╭─ Given data
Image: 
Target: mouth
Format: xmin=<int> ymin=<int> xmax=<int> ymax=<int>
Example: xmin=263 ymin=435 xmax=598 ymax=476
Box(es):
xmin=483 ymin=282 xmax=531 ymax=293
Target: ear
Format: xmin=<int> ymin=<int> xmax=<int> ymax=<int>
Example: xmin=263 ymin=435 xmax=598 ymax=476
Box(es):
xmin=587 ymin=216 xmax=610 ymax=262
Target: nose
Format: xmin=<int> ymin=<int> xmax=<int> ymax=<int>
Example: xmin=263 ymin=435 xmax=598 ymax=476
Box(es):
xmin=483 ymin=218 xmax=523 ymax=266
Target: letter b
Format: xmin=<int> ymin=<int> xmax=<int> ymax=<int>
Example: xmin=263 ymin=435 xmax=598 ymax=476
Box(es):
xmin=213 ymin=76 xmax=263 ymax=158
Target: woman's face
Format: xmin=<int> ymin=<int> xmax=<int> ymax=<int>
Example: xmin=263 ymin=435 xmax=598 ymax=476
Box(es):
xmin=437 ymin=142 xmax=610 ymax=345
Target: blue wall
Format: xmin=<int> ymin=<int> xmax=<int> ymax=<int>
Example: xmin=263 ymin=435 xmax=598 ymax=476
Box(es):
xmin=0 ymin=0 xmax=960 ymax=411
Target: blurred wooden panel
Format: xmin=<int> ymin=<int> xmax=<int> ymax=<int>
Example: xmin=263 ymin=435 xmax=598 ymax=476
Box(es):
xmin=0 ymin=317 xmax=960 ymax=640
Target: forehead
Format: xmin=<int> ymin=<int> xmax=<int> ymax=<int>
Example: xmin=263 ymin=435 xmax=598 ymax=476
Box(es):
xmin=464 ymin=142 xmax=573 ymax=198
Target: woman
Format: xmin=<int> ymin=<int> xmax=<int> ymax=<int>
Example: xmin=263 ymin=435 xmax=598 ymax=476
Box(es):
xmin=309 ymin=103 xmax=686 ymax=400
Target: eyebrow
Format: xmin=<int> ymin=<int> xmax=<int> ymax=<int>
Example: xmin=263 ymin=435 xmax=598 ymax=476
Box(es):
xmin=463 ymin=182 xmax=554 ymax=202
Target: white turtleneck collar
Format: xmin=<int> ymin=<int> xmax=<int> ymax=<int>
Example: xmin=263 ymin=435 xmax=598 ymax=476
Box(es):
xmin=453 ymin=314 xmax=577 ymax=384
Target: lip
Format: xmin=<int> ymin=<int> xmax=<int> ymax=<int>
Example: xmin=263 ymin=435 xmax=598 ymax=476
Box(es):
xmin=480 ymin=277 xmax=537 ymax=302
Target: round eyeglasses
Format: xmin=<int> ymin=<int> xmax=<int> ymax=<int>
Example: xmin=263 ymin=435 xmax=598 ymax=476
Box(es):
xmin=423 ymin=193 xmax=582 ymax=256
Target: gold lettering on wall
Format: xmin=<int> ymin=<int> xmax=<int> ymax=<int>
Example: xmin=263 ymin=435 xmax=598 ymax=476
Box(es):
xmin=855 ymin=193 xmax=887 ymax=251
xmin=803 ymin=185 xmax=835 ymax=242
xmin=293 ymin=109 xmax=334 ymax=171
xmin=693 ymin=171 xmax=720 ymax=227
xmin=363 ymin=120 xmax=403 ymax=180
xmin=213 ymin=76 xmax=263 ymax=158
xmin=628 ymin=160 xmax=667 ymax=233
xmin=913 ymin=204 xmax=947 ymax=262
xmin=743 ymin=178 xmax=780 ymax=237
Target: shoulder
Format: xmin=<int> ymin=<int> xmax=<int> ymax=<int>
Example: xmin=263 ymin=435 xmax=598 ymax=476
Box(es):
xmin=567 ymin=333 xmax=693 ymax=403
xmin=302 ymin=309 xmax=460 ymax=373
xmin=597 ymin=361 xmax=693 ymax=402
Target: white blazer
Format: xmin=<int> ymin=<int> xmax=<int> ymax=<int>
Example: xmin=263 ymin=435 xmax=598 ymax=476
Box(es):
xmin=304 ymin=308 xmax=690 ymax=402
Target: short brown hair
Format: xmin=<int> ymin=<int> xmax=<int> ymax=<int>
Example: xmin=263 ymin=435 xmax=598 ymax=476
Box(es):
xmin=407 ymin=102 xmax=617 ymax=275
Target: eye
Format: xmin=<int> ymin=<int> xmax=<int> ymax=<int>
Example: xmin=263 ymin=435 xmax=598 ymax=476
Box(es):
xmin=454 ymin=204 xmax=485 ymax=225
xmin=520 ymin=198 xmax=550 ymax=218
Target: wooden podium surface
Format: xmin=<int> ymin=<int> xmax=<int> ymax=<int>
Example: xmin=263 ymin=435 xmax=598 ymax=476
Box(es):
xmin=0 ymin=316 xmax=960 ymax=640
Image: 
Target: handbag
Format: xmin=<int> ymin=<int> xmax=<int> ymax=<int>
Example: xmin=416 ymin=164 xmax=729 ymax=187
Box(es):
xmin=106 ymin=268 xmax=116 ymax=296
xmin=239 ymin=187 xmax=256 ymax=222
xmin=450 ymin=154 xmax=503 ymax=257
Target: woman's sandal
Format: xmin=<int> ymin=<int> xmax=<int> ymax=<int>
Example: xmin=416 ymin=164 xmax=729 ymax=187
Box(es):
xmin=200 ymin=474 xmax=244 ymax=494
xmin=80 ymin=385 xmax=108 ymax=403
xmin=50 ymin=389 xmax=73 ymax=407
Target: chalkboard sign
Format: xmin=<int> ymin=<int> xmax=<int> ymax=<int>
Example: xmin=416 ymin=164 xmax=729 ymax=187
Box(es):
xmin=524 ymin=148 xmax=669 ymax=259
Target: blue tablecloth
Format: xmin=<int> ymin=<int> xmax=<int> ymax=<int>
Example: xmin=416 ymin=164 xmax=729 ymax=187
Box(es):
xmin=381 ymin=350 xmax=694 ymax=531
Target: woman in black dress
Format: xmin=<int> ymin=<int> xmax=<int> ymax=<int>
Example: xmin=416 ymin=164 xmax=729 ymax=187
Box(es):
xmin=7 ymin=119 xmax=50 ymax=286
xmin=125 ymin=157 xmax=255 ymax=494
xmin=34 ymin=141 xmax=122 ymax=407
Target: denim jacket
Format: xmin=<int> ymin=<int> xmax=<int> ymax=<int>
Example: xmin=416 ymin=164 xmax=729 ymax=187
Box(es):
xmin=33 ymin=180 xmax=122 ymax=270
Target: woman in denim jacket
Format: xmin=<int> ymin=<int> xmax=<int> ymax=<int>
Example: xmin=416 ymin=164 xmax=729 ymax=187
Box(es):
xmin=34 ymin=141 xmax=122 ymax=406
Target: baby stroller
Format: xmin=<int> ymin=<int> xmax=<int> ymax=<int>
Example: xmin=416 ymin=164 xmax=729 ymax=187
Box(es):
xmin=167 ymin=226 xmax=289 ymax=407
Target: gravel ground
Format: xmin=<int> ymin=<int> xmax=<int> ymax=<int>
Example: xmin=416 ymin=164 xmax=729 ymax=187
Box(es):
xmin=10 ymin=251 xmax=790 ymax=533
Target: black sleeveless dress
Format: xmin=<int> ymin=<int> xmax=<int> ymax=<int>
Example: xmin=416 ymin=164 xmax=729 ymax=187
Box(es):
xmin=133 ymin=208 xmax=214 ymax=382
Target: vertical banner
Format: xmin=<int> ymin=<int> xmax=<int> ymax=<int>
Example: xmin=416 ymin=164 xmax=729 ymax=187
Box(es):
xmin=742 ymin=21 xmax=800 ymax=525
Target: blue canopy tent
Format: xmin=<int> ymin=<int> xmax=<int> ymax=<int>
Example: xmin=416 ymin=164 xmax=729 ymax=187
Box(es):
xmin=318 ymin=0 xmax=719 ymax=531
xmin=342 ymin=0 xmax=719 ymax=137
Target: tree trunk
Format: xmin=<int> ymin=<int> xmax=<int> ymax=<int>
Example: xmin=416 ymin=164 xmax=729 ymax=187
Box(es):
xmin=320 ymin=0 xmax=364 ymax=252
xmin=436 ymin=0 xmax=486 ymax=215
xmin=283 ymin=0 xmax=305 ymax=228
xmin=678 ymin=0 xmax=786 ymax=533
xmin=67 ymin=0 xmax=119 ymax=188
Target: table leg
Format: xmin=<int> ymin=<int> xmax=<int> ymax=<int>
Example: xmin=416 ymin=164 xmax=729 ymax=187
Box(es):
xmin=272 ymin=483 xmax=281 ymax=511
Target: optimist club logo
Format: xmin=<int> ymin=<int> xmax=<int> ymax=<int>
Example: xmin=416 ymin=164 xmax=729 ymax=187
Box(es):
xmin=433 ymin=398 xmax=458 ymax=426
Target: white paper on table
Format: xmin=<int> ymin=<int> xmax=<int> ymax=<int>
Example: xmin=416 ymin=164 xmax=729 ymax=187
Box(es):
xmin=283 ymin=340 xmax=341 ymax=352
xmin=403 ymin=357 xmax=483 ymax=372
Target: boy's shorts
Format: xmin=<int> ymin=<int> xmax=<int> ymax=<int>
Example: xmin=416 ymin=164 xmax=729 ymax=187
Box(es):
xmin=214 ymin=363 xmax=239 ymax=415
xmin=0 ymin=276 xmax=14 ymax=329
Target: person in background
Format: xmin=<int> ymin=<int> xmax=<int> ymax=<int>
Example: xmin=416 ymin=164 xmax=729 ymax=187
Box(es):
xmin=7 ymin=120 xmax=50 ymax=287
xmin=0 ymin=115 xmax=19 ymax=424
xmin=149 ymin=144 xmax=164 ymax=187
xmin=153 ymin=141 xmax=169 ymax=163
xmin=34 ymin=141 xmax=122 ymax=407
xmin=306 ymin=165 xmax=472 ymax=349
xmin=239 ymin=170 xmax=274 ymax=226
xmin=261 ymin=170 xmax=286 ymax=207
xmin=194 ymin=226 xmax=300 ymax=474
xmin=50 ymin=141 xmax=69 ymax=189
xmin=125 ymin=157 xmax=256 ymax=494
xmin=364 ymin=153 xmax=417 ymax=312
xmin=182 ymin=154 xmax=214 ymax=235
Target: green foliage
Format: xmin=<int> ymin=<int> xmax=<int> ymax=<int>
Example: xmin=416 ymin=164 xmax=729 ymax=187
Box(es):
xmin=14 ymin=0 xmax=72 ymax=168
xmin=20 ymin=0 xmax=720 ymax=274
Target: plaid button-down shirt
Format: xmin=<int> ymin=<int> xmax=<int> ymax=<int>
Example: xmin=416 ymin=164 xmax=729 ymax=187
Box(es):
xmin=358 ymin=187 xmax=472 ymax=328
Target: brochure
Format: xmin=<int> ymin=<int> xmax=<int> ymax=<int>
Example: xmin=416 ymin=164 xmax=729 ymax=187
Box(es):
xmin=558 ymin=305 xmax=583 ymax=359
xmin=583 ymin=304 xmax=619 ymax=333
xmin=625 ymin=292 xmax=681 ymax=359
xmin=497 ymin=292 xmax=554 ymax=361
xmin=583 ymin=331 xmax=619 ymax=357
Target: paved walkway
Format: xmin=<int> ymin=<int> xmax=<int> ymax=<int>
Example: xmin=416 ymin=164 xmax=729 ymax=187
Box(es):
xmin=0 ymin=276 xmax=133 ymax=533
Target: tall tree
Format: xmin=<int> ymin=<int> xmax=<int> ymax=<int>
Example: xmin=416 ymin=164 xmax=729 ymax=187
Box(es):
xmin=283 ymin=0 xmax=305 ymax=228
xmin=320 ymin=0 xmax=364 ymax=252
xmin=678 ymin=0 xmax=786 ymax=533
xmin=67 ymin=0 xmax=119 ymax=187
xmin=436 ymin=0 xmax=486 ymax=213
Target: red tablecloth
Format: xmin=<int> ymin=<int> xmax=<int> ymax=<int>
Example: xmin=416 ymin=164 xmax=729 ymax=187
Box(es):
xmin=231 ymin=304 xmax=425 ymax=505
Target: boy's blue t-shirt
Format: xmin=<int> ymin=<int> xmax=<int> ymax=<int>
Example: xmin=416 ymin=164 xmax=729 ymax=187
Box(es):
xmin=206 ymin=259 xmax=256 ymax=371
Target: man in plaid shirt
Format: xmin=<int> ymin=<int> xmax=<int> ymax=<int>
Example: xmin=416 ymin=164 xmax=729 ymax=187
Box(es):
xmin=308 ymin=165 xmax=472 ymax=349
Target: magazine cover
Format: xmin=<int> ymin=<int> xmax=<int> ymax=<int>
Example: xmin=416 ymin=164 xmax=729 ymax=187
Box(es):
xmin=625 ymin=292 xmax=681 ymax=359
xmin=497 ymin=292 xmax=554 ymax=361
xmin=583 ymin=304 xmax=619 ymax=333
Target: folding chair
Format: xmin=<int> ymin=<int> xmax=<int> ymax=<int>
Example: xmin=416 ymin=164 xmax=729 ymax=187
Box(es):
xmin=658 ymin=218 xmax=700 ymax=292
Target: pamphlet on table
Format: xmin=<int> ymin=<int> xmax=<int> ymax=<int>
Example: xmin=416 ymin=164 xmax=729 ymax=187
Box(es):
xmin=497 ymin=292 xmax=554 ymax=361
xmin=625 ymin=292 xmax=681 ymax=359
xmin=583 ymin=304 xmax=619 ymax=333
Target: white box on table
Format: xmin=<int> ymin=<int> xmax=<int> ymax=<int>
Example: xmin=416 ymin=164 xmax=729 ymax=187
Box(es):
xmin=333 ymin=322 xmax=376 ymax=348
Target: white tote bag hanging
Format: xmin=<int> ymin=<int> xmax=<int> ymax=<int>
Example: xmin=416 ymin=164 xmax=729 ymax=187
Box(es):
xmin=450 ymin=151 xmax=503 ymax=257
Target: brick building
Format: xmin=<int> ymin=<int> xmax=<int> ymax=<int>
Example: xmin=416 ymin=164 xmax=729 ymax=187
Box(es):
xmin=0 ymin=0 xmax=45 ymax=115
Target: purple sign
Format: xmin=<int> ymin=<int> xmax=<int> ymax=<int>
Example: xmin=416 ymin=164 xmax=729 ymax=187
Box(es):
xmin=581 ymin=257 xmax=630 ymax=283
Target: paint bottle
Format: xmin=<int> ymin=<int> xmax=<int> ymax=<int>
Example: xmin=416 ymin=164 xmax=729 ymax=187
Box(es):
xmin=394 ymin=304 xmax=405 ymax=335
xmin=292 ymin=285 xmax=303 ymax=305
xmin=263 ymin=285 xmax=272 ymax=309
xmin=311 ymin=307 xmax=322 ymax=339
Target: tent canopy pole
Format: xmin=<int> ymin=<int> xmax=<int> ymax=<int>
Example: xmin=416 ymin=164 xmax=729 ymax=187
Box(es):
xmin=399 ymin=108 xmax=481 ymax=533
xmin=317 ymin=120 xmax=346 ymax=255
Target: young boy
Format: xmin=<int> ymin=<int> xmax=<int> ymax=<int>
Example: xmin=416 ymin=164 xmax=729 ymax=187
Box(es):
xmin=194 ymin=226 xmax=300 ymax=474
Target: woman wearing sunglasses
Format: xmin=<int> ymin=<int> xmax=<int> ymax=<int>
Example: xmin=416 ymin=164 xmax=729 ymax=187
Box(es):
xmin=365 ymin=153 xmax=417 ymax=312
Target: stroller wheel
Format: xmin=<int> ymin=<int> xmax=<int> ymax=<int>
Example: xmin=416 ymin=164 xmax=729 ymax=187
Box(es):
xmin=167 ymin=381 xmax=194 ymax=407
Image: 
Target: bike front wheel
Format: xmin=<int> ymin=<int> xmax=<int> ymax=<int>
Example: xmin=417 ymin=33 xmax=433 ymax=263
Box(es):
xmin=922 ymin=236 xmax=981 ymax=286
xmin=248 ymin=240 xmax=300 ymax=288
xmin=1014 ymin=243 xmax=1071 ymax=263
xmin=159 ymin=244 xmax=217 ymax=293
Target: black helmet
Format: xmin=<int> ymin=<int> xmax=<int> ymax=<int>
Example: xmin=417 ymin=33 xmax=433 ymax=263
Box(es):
╰─
- Given request -
Write out again the part that opens with the line containing "Target: plaid button-down shirt" and closes with the line containing "xmin=231 ymin=304 xmax=425 ymax=505", switching "brochure" to "pamphlet" and leaving everything else unchanged.

- Exercise answer -
Target: plaid button-down shirt
Format: xmin=<int> ymin=<int> xmax=<int> ymax=<int>
Example: xmin=416 ymin=164 xmax=729 ymax=187
Box(es):
xmin=358 ymin=187 xmax=472 ymax=328
Target: pamphlet
Format: xmin=<int> ymin=<int> xmax=<int> ymax=<int>
Example: xmin=416 ymin=164 xmax=729 ymax=187
Box(es):
xmin=558 ymin=305 xmax=583 ymax=359
xmin=583 ymin=304 xmax=619 ymax=333
xmin=625 ymin=292 xmax=681 ymax=359
xmin=497 ymin=292 xmax=554 ymax=361
xmin=583 ymin=331 xmax=619 ymax=357
Target: paved walkway
Format: xmin=<int> ymin=<int> xmax=<int> ymax=<int>
Example: xmin=416 ymin=164 xmax=729 ymax=187
Box(es):
xmin=0 ymin=276 xmax=133 ymax=533
Target: tall tree
Format: xmin=<int> ymin=<int> xmax=<int> ymax=<int>
Example: xmin=416 ymin=164 xmax=729 ymax=187
Box(es):
xmin=283 ymin=0 xmax=305 ymax=228
xmin=320 ymin=0 xmax=364 ymax=252
xmin=678 ymin=0 xmax=786 ymax=533
xmin=67 ymin=0 xmax=119 ymax=187
xmin=436 ymin=0 xmax=486 ymax=213
Target: red tablecloth
Format: xmin=<int> ymin=<int> xmax=<int> ymax=<int>
Example: xmin=416 ymin=164 xmax=729 ymax=187
Box(es):
xmin=231 ymin=304 xmax=425 ymax=505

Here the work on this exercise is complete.